* **Passage provided**:
_ _ _

Putin accuses jailed tycoon of murder

Television show hears prime minister say Khodorkovsky's empire will be sold to help poorest.

Powered by automated translation

MOSCOW // In an unusual detour in his annual televised call-in show yesterday, Vladimir Putin, the Russian prime minister, implicated the jailed tycoon Mikhail Khodorkovsky in a series of murders and announced that the sale of the businessman's empire was earmarked to help some of Russia's poorest citizens deal with housing problems.

In his eighth consecutive live question-and-answer session - called A Conversation With Vladimir Putin - the Russian premier spent more than three hours sticking largely to domestic issues and reassuring his compatriots about their future during a time of economic turbulence, at times promising to personally intervene with regional officials to solve individual's problems. The call-in shows were a hallmark of Mr Putin's eight-year presidency, and he maintained the tradition after stepping down last year and becoming prime minister, highlighting what many see as his continuing pre-eminence in Russian politics, despite the fact that he formally reports to his hand-picked successor, Dmitry Medvedev, the Russian president.

In the last hour of the show, the moderator relayed a curt question from a viewer about when authorities might release Khodorkovsky, once Russia's richest man and who is serving an eight-year prison sentence on fraud and tax evasion charges he claims were orchestrated by the Kremlin to seize his Yukos oil empire. Mr Putin often becomes visibly testy when ambushed with questions about Khodorkovsky, whose 2003 arrest and conviction two years later is widely seen as the seminal event in his presidency, in which Russia's oligarchs risked prison or exile if they did not toe the Kremlin line and vital parts of the economy were brought under state control.

Mr Putin's annual call-in shows, however, always appear to be tightly scripted affairs, and the Russian premier was ready for the question about Khodorkovsky, though he did not directly address his possible release. Instead, Mr Putin accused Yukos shareholders, of which Khodorkovsky was the largest, of ordering the murders of numerous opponents, crimes for which the company's former head of security, Alexei Pichugin, is currently serving a life sentence.

"What do you think, that he was acting on his own initiative, out of his own fear and risk," Mr Putin said. "He did not have any concrete interests, he is not the main shareholder in the company. It's clear that he was acting in the interests on the orders of his bosses ? and how he acted. They only managed to prove five murders." Contacted by telephone yesterday, Mr Pichugin's lawyer, Dmitry Kurepin, maintained there was no evidence whatsoever linking his client to the crimes.

Mr Putin's comments about Khodorkovsky came just two days after the company's former owners announced they had won a court ruling in The Hague that could allow them to claim US$100 billion (Dh367bn) in damages against the Russian government for the way Yukos was dismantled. Asked about Khodorkovsky last week by French reporters on an official visit to Paris, Mr Putin said the case was a matter for law enforcement authorities and the courts and compared the jailed businessman to the convicted US fraudster Bernard Madoff. In a populist announcement, Mr Putin said in yesterday's call-in show that the proceeds obtained by the government in the Yukos sell-off were used to form an $8 billion (Dh29.3bn) fund that has already helped 10 million Russians repair dilapidated homes and flats and that will be used to move 150,000 more "from slums into new homes".

_ _ _

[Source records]
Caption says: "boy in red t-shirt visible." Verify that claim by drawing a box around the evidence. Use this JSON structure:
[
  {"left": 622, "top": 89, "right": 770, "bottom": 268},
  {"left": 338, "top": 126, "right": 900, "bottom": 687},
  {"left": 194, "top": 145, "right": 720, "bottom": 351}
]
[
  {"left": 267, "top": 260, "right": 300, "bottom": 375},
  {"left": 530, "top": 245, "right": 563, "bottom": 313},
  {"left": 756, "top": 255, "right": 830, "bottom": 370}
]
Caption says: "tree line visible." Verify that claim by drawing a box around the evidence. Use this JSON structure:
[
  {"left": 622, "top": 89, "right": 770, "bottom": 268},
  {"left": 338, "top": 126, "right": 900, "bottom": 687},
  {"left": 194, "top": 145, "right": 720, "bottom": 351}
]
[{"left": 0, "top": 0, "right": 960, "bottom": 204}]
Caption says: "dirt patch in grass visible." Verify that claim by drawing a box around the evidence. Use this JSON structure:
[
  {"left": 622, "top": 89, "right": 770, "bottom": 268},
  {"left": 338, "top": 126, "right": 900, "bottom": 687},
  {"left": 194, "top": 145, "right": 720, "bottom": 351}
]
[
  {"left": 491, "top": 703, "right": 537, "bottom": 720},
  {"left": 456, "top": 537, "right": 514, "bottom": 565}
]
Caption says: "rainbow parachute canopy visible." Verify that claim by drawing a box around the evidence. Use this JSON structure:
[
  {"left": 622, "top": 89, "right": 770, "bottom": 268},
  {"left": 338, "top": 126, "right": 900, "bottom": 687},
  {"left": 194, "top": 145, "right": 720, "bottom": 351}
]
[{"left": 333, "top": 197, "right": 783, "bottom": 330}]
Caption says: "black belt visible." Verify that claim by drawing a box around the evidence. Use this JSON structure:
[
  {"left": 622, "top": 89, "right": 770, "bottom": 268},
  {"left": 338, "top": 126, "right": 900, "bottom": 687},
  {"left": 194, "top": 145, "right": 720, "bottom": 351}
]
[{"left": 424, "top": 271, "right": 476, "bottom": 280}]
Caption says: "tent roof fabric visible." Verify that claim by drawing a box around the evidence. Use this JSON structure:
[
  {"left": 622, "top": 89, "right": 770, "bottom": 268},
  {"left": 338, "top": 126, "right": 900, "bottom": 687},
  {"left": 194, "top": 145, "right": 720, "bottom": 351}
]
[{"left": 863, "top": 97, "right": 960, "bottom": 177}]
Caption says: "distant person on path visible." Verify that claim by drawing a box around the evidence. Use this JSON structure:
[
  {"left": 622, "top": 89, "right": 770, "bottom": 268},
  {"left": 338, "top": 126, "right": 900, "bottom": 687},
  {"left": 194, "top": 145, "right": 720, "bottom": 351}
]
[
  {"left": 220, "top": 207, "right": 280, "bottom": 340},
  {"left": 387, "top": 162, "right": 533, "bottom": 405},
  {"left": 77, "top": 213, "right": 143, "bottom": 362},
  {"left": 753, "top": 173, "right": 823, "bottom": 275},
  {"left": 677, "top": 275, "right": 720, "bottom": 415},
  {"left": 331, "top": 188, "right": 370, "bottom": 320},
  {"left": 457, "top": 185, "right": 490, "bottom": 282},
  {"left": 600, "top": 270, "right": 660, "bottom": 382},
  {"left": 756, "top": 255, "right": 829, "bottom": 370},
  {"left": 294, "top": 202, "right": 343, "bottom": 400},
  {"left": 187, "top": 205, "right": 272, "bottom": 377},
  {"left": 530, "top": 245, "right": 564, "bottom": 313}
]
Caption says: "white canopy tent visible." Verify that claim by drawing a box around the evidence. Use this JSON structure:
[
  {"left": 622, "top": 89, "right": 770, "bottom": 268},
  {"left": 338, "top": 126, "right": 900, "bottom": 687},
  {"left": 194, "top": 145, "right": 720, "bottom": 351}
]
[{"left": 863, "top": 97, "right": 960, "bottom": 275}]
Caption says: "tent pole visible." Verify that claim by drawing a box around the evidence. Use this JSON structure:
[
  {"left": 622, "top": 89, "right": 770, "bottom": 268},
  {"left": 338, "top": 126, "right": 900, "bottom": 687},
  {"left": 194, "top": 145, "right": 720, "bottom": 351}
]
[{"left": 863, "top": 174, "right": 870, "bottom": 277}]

_ _ _

* **Task to carry out**: Pick up the news article about Putin accusing Khodorkovsky of murder after its final sentence and continue it.

* **Result**:
Throughout his marathon session, Mr Putin took questions via video link-up from several areas hit hard by the economic crisis, particularly company towns whose factories are being shuttered. A man in the studio audience asked the Russian premier why factory owners who are not able to maintain jobs despite government assistance are not jailed. "If we jail everyone who will work?" Mr Putin replied, stressing the importance of proper organisation to ensure profits.

Mr Putin said Russia had overcome "the peak" of the economic crisis but that tough times were still ahead. The inevitable question of Mr Putin's possible return to the presidency came up yesterday. "I will think about it, there is still enough time," he said. A man named Leonid asked if the premier planned to leave politics and if he would consider swapping jobs with him. "Don't hold your breath," Mr Putin said.

Many believe Mr Medvedev will step aside for Mr Putin in 2010 rather than run for a second term. The Russian president said in Italy yesterday, however, that "if Putin doesn't rule out running, neither do I rule myself out". Mr Putin yesterday said terrorism remained a threat in Russia following the bombing of a Moscow-St Petersburg train last week that left 26 people dead and almost 100 injured. He added, however, that the country has enough "resolve and firmness" to deal with such threats.

The show was peppered with breathless updates by a female moderator on the number of questions (more than two million) that flowed in from across the country via telephone, e-mail and text messages. Mr Putin's call-in shows traditionally have a smattering of colourful moments. During last year's show he wryly admitted to a caller that he made a crude anatomical suggestion to the French President Nicolas Sarkozy about how Mikheil Saakashvili, the Georgian president, should be strung up for his role in last year's Russian-Georgian war over South Ossetia.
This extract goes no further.